Copy the records again, starting at the line that has "Please place a point on the dark" and stopping after the end of the records, and change every "Target" to "Label" while leaving everything else as it is.

EXCERPTED DATA:
++++++++++
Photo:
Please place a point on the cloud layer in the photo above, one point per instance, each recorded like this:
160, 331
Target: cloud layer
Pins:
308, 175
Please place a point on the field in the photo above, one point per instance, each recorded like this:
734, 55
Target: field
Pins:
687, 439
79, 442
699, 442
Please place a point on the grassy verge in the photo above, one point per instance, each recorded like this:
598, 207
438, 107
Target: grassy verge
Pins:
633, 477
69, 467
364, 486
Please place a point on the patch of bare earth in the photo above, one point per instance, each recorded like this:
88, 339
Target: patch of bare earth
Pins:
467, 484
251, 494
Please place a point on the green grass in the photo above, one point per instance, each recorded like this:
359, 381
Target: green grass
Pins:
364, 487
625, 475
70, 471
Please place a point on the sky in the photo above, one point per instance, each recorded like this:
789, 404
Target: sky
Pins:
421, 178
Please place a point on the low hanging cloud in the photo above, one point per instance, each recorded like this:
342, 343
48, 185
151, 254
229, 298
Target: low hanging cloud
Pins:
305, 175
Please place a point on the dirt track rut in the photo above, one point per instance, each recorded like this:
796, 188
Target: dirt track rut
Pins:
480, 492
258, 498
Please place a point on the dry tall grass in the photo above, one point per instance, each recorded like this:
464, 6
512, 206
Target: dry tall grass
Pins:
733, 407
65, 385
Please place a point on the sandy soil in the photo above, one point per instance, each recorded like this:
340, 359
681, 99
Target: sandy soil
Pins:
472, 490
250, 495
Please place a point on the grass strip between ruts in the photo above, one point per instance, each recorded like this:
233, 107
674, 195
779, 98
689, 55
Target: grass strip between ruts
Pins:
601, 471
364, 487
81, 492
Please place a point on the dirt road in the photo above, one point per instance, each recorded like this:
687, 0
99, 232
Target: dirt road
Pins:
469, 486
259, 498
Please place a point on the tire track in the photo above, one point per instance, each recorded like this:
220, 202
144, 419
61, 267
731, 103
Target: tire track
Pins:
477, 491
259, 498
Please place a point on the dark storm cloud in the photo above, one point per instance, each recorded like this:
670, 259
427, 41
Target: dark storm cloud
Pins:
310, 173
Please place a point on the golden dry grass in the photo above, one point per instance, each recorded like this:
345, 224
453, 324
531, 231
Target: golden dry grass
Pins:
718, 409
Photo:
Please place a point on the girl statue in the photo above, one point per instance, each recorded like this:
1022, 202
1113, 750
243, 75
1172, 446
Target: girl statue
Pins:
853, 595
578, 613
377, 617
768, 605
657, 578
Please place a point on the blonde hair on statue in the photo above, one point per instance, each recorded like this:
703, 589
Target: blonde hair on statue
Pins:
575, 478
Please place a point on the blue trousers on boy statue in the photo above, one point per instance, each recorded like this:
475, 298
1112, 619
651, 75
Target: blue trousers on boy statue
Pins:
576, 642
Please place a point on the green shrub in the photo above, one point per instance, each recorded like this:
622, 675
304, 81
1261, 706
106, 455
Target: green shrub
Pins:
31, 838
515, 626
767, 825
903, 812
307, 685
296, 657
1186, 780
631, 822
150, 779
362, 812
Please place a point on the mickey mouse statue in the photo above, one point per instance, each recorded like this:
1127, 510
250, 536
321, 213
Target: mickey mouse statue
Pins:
++++++++++
WRITTEN ANSWER:
Please place a point on the dark storm cloud in the photo above, one point per instance, each recorded like this:
670, 259
427, 41
Label: dark storm cloud
Pins:
310, 173
Please place a point on the golden dry grass in the photo above, one point per instance, each recorded like this:
345, 224
453, 324
531, 231
Label: golden dry grass
Pins:
718, 409
Photo:
Please place a point on the girl statue in the photo above, one point per instance, each recorded like this:
1022, 202
1113, 750
243, 75
1172, 446
Label: girl statue
Pins:
853, 595
578, 613
377, 617
768, 605
657, 578
Please place a point on the blonde hair on statue in the photo above, one point per instance, each recorded like this:
703, 589
Label: blonde hair on statue
Pins:
575, 478
Please place a point on the blue trousers on boy statue in the photo above, one point per instance, each recorded like this:
475, 298
1112, 619
651, 75
Label: blue trousers on boy statue
Pins:
576, 642
Please place a point on the green shrub in the photo above, one point per instance, each recorded like this:
622, 675
304, 81
1261, 706
106, 455
Label: green shrub
Pins:
31, 838
515, 626
767, 825
903, 812
307, 685
296, 657
1186, 780
631, 822
150, 779
362, 812
Please place a point on the mickey mouse statue in the photo above, one point per instance, each recorded like this:
1127, 510
250, 536
321, 213
Label: mickey mouse statue
Pins:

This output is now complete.